## Requirement 1
Answer these questions about the post headed "Here I slept":
(a) Toward which place was the home moved?
(b) What are the former basketball courts now used as?
(c) Who could not make the lights work?

## Passage given
Monday, August 12, 2013

Here I slept


For ten years under the live oaks I slept, the view up Noble Avenue made possible because where I slept is now gone. The home was moved out from town toward Ocala, leaving a gaping view of the basketball courts, now a parking lot for the elementary school. With each passing day, slowly my presence in Williston is erased. I walk the streets and not a familiar face I meet. No one knows for ten years here I slept.
No one recalls the nights spent upon the court, the constant shooting of the hoops. No one recalls the only white boy on the Red Devil team who took the ball down the lane, breaking the full court presses. No one cared number twenty-one gave his turn in the shooting rotation so others could get their names in the paper.
And where today is their remembrance? Have their homes been moved away from where they slept? When they walk the Noble avenue, do people stop and say, why there goes the top scorer the night the white boy broke the full court press  and dished off to him?
It was past time the house was moved away from the church. It was never a good fit sitting in the shadow of  Methodist divinity. Always the tossing in the bed, aware of our sin, the creeping rottenness within us.  No amount of latex paint from Mr Nobles or antenna adjusting from Doyle and Rossi could help. Hank could not keep the plumbing unclogged and Flavis could not make the lights work. So in the end they gave up on the white house and moved it down Ocala way.

## Listed entries

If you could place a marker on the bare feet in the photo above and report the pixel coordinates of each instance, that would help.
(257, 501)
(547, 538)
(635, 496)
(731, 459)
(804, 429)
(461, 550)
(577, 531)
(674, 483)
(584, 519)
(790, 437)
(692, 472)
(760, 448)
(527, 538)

## Requirement 2
Render every line of the listing above, from its first line to its last coordinate pair, as a numbered list, omitting any blank lines.

## Solution 1
(a) Ocala
(b) A parking lot for the elementary school
(c) Flavis

## Solution 2
1. If you could place a marker on the bare feet in the photo above and report the pixel coordinates of each instance, that would help.
2. (257, 501)
3. (547, 538)
4. (635, 496)
5. (731, 459)
6. (804, 429)
7. (461, 550)
8. (577, 531)
9. (674, 483)
10. (584, 519)
11. (790, 437)
12. (692, 472)
13. (760, 448)
14. (527, 538)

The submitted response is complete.